» **Problem to work on**
Can you restate the lines of the entries below, word for word, from the first one through the line that includes "Can you find the windshield?"?

» **Entries provided**
• • •

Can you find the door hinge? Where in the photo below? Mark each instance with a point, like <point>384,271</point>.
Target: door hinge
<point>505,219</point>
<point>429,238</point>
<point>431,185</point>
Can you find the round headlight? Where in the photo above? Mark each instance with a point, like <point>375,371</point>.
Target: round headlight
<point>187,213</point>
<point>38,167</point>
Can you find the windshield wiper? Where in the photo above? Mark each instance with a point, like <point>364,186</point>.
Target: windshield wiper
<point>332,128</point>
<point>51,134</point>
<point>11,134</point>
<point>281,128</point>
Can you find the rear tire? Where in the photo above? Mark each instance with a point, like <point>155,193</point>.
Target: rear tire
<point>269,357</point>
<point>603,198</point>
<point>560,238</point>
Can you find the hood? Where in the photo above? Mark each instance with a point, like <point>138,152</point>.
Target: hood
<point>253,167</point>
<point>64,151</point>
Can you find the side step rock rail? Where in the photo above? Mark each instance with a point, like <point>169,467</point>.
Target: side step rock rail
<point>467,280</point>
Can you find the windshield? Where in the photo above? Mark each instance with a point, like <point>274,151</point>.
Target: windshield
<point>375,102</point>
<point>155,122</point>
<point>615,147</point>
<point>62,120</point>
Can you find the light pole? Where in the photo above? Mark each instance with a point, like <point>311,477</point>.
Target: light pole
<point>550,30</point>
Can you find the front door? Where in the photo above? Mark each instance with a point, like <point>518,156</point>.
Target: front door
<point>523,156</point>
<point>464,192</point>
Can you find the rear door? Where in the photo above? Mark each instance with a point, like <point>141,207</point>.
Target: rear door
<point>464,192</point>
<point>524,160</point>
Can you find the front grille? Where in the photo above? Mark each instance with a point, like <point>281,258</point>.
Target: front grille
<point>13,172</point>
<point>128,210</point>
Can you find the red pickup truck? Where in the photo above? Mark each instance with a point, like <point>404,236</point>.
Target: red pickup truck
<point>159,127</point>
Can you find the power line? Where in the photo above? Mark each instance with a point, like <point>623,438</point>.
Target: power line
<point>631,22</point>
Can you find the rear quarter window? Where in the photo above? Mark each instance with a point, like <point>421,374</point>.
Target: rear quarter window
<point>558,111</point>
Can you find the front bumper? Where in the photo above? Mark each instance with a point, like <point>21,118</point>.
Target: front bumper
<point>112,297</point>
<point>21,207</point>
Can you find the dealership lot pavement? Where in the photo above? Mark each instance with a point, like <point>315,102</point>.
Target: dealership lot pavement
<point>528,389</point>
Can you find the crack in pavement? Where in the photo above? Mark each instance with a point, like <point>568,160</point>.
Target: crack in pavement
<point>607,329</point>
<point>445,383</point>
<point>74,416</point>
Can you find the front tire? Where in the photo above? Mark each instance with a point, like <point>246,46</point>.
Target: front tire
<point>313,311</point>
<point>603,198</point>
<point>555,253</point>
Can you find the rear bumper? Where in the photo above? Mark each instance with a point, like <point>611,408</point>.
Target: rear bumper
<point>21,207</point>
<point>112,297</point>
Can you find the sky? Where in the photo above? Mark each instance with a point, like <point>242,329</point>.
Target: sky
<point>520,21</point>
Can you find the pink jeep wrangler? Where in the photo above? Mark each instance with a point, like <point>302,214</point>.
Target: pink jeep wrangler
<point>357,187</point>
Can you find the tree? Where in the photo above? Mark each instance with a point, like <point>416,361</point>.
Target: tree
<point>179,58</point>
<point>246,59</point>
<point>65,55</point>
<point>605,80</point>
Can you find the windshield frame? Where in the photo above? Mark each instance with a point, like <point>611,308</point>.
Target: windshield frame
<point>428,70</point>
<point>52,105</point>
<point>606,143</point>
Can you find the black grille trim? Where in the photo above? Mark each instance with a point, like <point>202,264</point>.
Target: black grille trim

• • •

» **Written solution**
Can you find the door hinge? Where in the photo below? Mark each instance with a point, like <point>384,271</point>.
Target: door hinge
<point>505,219</point>
<point>429,238</point>
<point>431,185</point>
Can you find the round headlight? Where in the photo above? Mark each instance with a point, like <point>375,371</point>.
Target: round headlight
<point>187,213</point>
<point>38,167</point>
Can you find the windshield wiper? Where in the photo above? Mark each instance with a point, like <point>364,186</point>.
Target: windshield wiper
<point>332,128</point>
<point>51,134</point>
<point>11,134</point>
<point>281,128</point>
Can you find the rear tire? Where in the photo above? Mark each instance with a point, like <point>155,193</point>.
Target: rear tire
<point>269,357</point>
<point>603,198</point>
<point>560,238</point>
Can you find the hood? Where in the photo above? Mark each instance with a point, like <point>138,152</point>.
Target: hood
<point>253,167</point>
<point>64,151</point>
Can you find the side step rock rail? Where in the photo above? Mark each instance with a point, like <point>169,467</point>.
Target: side step rock rail
<point>467,280</point>
Can you find the windshield? Where in the photo above? Mark each instance with a point, like <point>274,151</point>.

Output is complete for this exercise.